- What to work on
**a.** The forum thread on Cohiba Minerals below includes a post dated 26 July 2012 that opens with a short list of company figures. List each of those figures with its label, as the post gives them.
**b.** From the forum thread on Cohiba Minerals, reproduce the passage from "## System (31" up to and including "new project generation." without any changes.

- Provided text
━━━━━━━━━━━━━━━━━━━━

# CHK - Cohiba Minerals



## System (31 January 2012)

Cohiba Minerals Limited (CHK) is listed on the Australian Securities Exchange, with the primary focus of investing in the resource sector through direct tenement acquisition, joint ventures, farm in arrangements and new project generation.

The Company has entered in to the Farm-in Agreement to acquire the exclusive right to earn an initial 50% interest in the mineral rights (other than iron ore) within two granted tenements in the Mid West region of Western Australia from West Peak Iron Limited through the sole-funding of $100,000 of exploration expenditure.

http://www.cohibaminerals.com.au


----------



## Clansman (1 February 2012)

A company named after a world class cigar.
Inventive and attention grabbing to say the least.


----------



## springhill (26 July 2012)

MC - $3.5m
SP - 19c
Shares - 18m
Options - 6.5m
Cash - $1.9m

*THE SANTY WELL PROJECT*
The Company has entered into a Farm-in Agreement to earn an initial 50% interest in the mineral rights (other than iron ore) within two granted tenements in the Mid West region of Western Australia (the Santy Well Project or Project) from West Peak Iron Limited (WPI), through the sole-funding of $100,000 of exploration expenditure.
The Santy Well Project is located about 440 kilometres north of Perth and about 60 kilometres north of the regional township of Mullewa and is considered to be prospective for precious and base metals mineralisation associated with the Tallering Greenstone sequence in the Mid West region of Western Australia. The Santy Well Project covers a portion of the northern limb of the east north east trending Tallering Greenstone Belt, which is about 100km long by 15km wide.

*PROJECT EVALUATION AND APPRAISAL*
Since listing, the Company has undertaken preliminary appraisals of a number of resource projects based in Australia and overseas with a view to making a value add acquisition. To date, none of the projects appraised have been advanced beyond this initial process however this is ongoing and the Company will keep the market informed of any developments in this regard.

━━━━━━━━━━━━━━━━━━━━

- Raw data
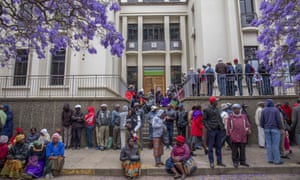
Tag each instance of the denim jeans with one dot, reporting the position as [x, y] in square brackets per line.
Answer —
[214, 140]
[272, 141]
[89, 136]
[222, 84]
[170, 128]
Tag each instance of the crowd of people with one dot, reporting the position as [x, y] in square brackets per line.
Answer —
[37, 154]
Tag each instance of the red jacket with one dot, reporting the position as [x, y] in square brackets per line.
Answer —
[90, 117]
[197, 125]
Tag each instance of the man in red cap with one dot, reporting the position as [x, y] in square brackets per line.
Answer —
[215, 131]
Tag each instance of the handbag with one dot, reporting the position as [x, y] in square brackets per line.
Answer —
[190, 166]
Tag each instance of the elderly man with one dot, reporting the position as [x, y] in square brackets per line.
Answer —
[103, 121]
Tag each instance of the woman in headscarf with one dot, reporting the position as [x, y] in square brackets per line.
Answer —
[44, 137]
[130, 159]
[55, 159]
[158, 130]
[3, 150]
[16, 158]
[36, 160]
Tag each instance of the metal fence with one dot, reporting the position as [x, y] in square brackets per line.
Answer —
[62, 86]
[242, 85]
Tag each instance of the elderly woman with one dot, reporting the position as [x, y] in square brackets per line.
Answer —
[130, 158]
[179, 154]
[36, 161]
[3, 150]
[16, 158]
[54, 157]
[238, 127]
[158, 130]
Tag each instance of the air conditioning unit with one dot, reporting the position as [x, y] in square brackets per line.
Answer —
[131, 45]
[153, 45]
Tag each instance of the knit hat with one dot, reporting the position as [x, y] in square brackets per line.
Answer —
[180, 139]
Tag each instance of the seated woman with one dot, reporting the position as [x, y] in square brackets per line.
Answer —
[16, 158]
[36, 161]
[3, 150]
[130, 158]
[179, 154]
[54, 157]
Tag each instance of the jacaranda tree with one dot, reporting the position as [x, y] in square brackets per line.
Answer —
[52, 25]
[279, 36]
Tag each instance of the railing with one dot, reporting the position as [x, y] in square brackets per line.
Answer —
[62, 86]
[250, 85]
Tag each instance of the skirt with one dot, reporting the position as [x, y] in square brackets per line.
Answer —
[37, 170]
[131, 168]
[158, 147]
[12, 169]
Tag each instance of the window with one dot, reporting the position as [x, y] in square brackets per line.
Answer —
[58, 67]
[20, 73]
[132, 75]
[153, 32]
[174, 32]
[176, 75]
[247, 12]
[132, 33]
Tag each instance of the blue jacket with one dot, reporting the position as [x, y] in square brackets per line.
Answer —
[270, 116]
[7, 129]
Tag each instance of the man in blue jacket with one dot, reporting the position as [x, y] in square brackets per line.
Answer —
[270, 121]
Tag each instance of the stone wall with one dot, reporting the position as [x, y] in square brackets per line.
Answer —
[250, 101]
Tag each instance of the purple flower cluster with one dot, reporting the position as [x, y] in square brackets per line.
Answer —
[57, 24]
[280, 36]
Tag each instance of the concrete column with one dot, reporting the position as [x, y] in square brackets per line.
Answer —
[167, 56]
[183, 39]
[124, 57]
[140, 49]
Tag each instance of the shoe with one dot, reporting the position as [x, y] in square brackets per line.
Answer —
[221, 164]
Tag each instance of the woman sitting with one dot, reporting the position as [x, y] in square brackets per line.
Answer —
[36, 161]
[130, 158]
[179, 154]
[54, 157]
[3, 150]
[16, 158]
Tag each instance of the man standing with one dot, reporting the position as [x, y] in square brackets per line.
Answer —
[221, 70]
[239, 75]
[296, 123]
[103, 121]
[67, 125]
[261, 134]
[271, 122]
[215, 131]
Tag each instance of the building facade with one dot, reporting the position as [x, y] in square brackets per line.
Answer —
[164, 39]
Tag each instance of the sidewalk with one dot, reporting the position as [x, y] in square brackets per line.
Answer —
[106, 163]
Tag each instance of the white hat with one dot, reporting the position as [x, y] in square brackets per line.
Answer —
[77, 106]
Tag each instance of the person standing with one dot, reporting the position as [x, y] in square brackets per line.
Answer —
[116, 120]
[89, 126]
[67, 125]
[77, 125]
[215, 131]
[239, 75]
[238, 127]
[296, 123]
[221, 70]
[103, 121]
[7, 129]
[261, 133]
[270, 121]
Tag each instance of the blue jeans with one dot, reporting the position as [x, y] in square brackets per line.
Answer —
[222, 84]
[272, 141]
[89, 132]
[170, 128]
[214, 140]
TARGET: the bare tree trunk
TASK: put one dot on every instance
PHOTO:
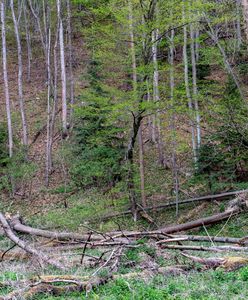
(5, 77)
(238, 24)
(245, 13)
(48, 148)
(63, 71)
(71, 77)
(142, 167)
(187, 88)
(39, 26)
(195, 89)
(173, 120)
(28, 42)
(20, 78)
(226, 62)
(157, 136)
(139, 130)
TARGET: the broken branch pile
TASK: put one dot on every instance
(160, 239)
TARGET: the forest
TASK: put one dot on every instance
(124, 149)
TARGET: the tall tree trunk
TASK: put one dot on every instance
(173, 121)
(20, 78)
(49, 135)
(28, 42)
(157, 136)
(238, 24)
(195, 89)
(139, 129)
(5, 77)
(47, 38)
(71, 77)
(63, 71)
(187, 88)
(245, 13)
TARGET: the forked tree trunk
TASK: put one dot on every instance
(139, 129)
(187, 88)
(157, 136)
(20, 78)
(173, 120)
(5, 78)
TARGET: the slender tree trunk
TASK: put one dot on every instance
(63, 71)
(20, 78)
(157, 136)
(5, 78)
(39, 27)
(195, 89)
(226, 62)
(238, 24)
(28, 42)
(173, 121)
(71, 77)
(48, 64)
(139, 129)
(187, 88)
(245, 13)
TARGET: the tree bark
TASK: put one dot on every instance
(63, 71)
(20, 78)
(187, 88)
(5, 78)
(172, 121)
(28, 42)
(195, 89)
(71, 77)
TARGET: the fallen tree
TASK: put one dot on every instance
(235, 207)
(222, 196)
(41, 257)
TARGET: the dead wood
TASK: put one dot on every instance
(203, 248)
(39, 255)
(222, 196)
(199, 238)
(229, 263)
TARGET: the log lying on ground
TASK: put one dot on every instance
(39, 255)
(236, 206)
(229, 263)
(199, 238)
(203, 248)
(222, 196)
(45, 288)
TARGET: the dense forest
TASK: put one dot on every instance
(124, 149)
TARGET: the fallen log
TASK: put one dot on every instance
(203, 248)
(229, 263)
(222, 196)
(16, 225)
(199, 238)
(39, 255)
(236, 206)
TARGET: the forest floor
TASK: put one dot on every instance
(193, 283)
(60, 208)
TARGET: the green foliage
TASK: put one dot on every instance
(4, 158)
(18, 173)
(98, 145)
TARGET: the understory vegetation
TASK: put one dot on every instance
(124, 149)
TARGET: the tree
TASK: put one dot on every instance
(5, 77)
(20, 77)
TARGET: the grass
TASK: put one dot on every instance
(208, 285)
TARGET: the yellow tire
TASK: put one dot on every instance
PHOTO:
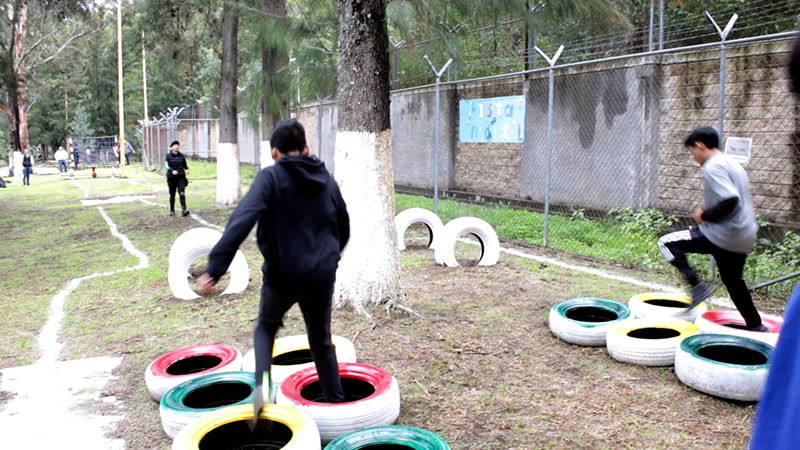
(293, 429)
(297, 345)
(665, 304)
(649, 341)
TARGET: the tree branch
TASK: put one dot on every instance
(63, 46)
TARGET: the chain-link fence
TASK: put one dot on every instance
(619, 174)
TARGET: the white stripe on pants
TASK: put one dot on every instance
(680, 235)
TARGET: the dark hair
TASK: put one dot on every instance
(707, 135)
(794, 67)
(288, 136)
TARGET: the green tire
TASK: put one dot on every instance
(395, 435)
(196, 397)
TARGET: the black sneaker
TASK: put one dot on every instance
(701, 292)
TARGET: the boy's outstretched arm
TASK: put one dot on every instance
(239, 225)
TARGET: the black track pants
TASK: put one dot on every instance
(315, 305)
(675, 245)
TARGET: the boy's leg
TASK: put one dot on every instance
(731, 266)
(316, 307)
(274, 305)
(675, 245)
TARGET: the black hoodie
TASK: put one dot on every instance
(302, 225)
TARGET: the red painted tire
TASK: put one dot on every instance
(731, 322)
(178, 366)
(363, 409)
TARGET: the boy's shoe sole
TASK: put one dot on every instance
(700, 293)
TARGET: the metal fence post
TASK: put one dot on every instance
(438, 74)
(552, 63)
(723, 34)
(395, 47)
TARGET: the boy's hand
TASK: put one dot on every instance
(698, 214)
(205, 283)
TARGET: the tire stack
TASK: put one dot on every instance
(443, 238)
(205, 399)
(713, 355)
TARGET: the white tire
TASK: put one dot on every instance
(584, 320)
(707, 363)
(191, 245)
(490, 245)
(410, 216)
(178, 366)
(345, 352)
(648, 342)
(382, 407)
(664, 304)
(731, 323)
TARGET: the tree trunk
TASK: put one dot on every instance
(274, 104)
(228, 178)
(369, 271)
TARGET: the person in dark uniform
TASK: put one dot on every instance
(303, 226)
(176, 177)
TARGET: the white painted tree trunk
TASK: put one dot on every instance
(229, 183)
(369, 272)
(265, 154)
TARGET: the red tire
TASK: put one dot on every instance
(372, 398)
(178, 366)
(731, 322)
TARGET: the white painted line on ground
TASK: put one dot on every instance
(119, 199)
(49, 407)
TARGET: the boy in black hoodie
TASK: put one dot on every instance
(303, 227)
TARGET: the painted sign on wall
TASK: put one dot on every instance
(498, 119)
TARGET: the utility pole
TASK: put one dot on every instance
(146, 121)
(122, 170)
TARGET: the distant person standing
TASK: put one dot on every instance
(176, 177)
(726, 226)
(76, 156)
(62, 156)
(27, 167)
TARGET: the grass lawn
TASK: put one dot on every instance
(478, 364)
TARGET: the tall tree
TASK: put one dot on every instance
(53, 32)
(369, 271)
(228, 178)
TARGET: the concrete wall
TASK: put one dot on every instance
(414, 136)
(605, 151)
(618, 133)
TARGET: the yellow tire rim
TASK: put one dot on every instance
(305, 435)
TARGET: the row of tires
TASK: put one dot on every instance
(206, 397)
(713, 355)
(443, 238)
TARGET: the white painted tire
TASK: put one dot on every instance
(721, 376)
(382, 407)
(585, 320)
(665, 304)
(191, 245)
(345, 352)
(490, 245)
(410, 216)
(163, 374)
(625, 344)
(718, 321)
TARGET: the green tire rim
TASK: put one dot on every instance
(413, 438)
(175, 398)
(698, 342)
(621, 311)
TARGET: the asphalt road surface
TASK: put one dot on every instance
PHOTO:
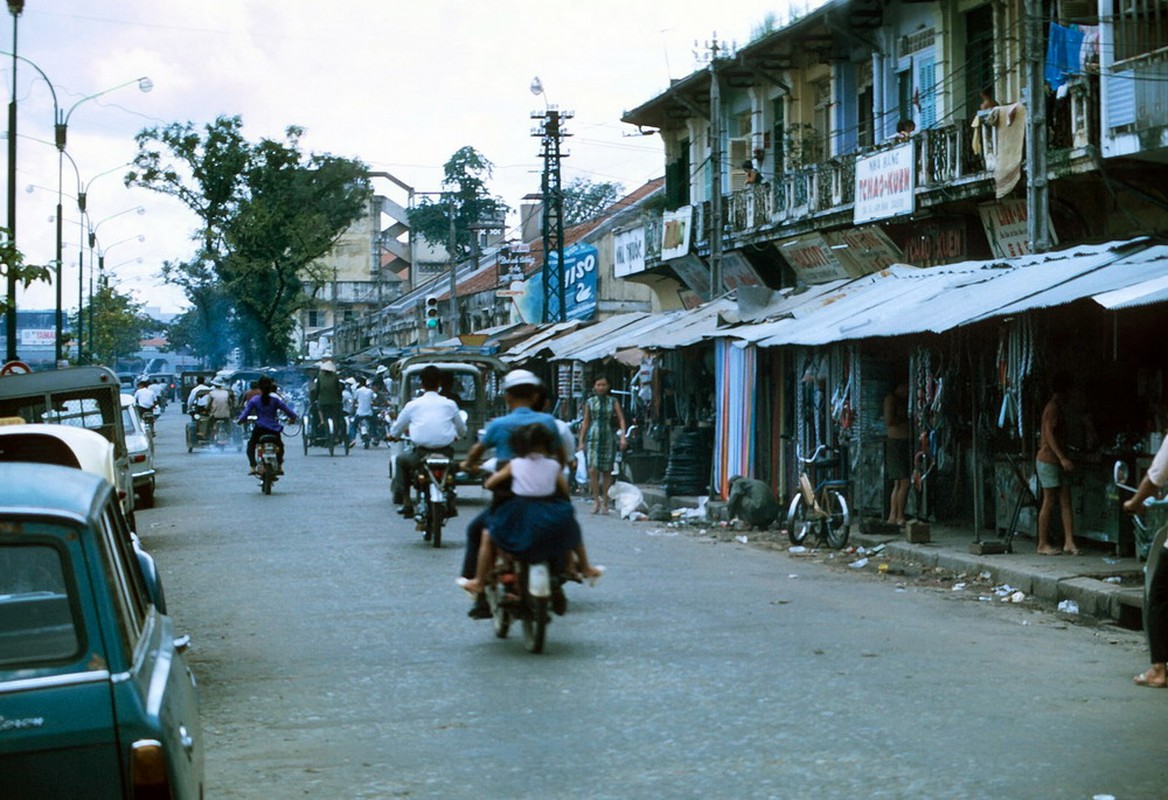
(335, 660)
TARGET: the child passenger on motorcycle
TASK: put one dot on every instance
(265, 408)
(539, 523)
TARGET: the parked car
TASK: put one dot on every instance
(85, 397)
(96, 695)
(81, 450)
(140, 447)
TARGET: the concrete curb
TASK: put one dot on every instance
(1048, 578)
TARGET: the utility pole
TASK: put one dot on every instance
(550, 132)
(453, 270)
(1037, 194)
(715, 173)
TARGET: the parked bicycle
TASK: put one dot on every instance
(821, 510)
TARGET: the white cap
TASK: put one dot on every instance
(521, 377)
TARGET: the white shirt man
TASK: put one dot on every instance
(144, 397)
(432, 421)
(363, 399)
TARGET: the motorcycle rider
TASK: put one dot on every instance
(194, 398)
(433, 423)
(145, 399)
(265, 408)
(521, 390)
(326, 395)
(362, 409)
(219, 408)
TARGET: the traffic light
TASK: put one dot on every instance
(432, 319)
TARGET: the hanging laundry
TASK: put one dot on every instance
(1063, 47)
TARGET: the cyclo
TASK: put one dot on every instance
(472, 377)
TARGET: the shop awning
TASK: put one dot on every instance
(904, 300)
(534, 343)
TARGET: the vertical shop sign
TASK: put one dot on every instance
(628, 252)
(579, 273)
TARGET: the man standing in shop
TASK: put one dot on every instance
(1054, 466)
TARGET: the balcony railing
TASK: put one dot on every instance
(944, 158)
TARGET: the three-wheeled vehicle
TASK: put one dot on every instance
(473, 384)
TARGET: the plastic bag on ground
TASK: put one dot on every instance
(627, 499)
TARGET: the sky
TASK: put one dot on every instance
(398, 84)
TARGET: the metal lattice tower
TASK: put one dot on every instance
(550, 133)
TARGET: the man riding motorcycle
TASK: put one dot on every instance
(220, 404)
(433, 423)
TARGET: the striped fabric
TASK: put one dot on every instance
(736, 373)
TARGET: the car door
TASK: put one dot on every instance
(158, 700)
(57, 735)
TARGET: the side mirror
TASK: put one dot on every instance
(1119, 473)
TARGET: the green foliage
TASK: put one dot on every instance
(268, 214)
(465, 196)
(118, 325)
(12, 262)
(585, 200)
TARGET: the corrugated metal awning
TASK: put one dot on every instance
(904, 300)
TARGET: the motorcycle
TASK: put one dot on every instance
(365, 431)
(519, 590)
(433, 495)
(268, 465)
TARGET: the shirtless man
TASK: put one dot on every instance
(1052, 466)
(897, 451)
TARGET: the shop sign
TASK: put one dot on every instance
(938, 242)
(693, 272)
(628, 251)
(37, 338)
(737, 271)
(884, 183)
(1007, 228)
(863, 250)
(579, 276)
(675, 231)
(812, 259)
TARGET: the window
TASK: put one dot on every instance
(40, 620)
(1141, 27)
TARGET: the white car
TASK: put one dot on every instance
(140, 446)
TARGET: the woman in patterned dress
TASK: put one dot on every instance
(602, 415)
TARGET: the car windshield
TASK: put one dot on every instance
(463, 385)
(39, 617)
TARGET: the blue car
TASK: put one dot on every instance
(96, 696)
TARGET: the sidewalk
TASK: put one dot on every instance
(1049, 578)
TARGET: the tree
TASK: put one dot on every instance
(465, 197)
(584, 200)
(268, 213)
(118, 325)
(12, 263)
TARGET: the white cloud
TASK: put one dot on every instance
(396, 83)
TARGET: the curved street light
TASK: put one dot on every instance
(61, 132)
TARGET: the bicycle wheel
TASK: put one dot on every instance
(535, 626)
(838, 520)
(800, 520)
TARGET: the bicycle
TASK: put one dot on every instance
(822, 509)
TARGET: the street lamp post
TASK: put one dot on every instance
(92, 247)
(61, 132)
(15, 7)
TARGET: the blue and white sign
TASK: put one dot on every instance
(581, 268)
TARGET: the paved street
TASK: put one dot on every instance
(335, 660)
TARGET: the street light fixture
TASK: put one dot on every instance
(15, 7)
(61, 133)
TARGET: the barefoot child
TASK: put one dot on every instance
(539, 523)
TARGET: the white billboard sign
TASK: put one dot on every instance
(884, 183)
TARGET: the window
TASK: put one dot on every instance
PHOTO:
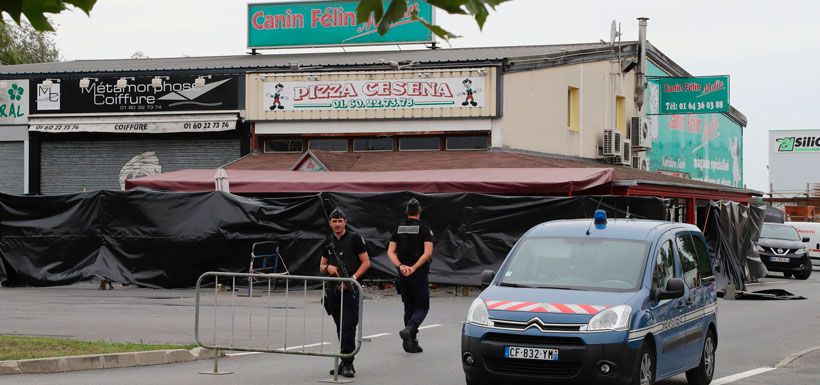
(574, 108)
(283, 145)
(664, 266)
(420, 143)
(336, 145)
(688, 260)
(704, 262)
(612, 265)
(467, 143)
(373, 144)
(620, 114)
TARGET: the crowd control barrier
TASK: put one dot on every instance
(271, 315)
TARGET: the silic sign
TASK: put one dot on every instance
(14, 102)
(391, 94)
(798, 144)
(177, 93)
(700, 95)
(331, 23)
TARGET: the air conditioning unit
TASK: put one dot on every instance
(639, 163)
(639, 130)
(627, 152)
(612, 144)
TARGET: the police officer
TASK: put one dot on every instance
(344, 256)
(410, 250)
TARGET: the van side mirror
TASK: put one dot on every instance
(674, 289)
(487, 277)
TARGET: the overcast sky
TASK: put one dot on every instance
(771, 49)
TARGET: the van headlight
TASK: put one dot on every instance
(614, 318)
(478, 313)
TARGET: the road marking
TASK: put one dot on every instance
(279, 350)
(740, 376)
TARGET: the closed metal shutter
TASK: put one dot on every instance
(71, 166)
(11, 167)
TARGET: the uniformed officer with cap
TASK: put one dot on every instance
(410, 250)
(344, 255)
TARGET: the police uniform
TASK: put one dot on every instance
(410, 236)
(348, 248)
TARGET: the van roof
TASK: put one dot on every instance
(632, 229)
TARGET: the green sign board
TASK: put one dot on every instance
(798, 144)
(330, 23)
(701, 95)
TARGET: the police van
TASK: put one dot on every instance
(589, 301)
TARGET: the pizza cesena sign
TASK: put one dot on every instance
(394, 94)
(177, 94)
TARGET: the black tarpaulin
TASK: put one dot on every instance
(168, 239)
(730, 229)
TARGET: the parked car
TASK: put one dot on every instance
(619, 302)
(782, 249)
(810, 230)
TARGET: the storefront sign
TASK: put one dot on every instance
(177, 93)
(393, 94)
(329, 23)
(146, 124)
(703, 146)
(14, 102)
(798, 143)
(699, 95)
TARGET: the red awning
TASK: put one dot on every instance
(511, 181)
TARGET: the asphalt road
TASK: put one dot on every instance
(752, 335)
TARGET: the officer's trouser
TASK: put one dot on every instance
(347, 330)
(415, 293)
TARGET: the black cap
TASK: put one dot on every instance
(413, 205)
(337, 213)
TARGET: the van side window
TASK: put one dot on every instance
(688, 260)
(704, 262)
(664, 266)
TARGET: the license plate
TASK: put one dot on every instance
(531, 353)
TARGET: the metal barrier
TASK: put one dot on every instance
(267, 348)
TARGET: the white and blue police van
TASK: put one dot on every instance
(594, 302)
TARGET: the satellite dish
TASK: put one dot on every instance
(613, 33)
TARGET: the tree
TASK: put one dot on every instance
(397, 8)
(22, 44)
(35, 10)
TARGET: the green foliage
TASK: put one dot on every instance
(35, 10)
(478, 9)
(22, 44)
(23, 347)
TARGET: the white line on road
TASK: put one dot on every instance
(286, 349)
(740, 376)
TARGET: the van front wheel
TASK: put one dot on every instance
(645, 370)
(702, 375)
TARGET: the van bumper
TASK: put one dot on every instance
(580, 359)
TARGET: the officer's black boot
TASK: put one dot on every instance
(415, 348)
(407, 335)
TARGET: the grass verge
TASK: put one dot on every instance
(24, 347)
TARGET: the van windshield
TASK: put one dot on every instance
(577, 264)
(779, 232)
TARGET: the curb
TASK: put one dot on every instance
(795, 356)
(104, 361)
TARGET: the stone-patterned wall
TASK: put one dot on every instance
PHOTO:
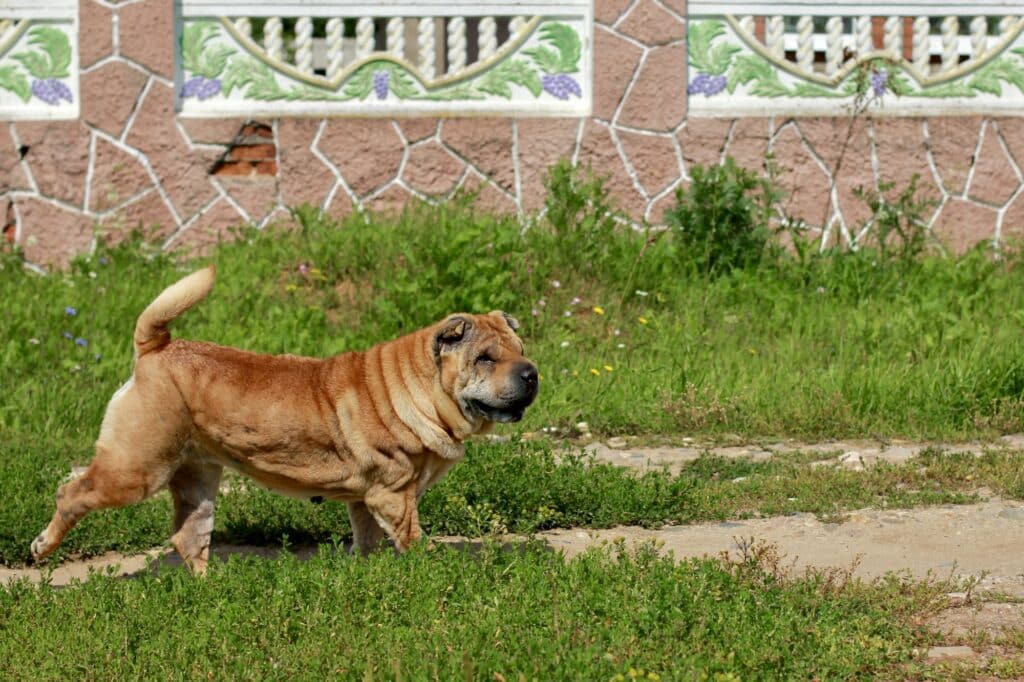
(130, 161)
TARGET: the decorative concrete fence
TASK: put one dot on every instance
(187, 117)
(385, 58)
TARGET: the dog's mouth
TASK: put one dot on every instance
(504, 414)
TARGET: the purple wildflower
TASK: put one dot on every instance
(560, 85)
(50, 90)
(707, 85)
(381, 80)
(880, 81)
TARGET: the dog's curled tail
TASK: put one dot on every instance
(151, 330)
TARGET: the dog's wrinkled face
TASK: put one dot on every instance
(482, 367)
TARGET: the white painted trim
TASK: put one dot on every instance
(383, 8)
(856, 7)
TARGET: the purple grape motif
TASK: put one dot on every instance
(560, 85)
(880, 81)
(201, 88)
(707, 85)
(381, 80)
(51, 91)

━━━━━━━━━━━━━━━━━━━━

- Answers to the tasks
**a.**
MC - $3.5m
SP - 19c
Shares - 18m
Options - 6.5m
Cash - $1.9m

**b.**
## System (31 January 2012)

Cohiba Minerals Limited (CHK) is listed on the Australian Securities Exchange, with the primary focus of investing in the resource sector through direct tenement acquisition, joint ventures, farm in arrangements and new project generation.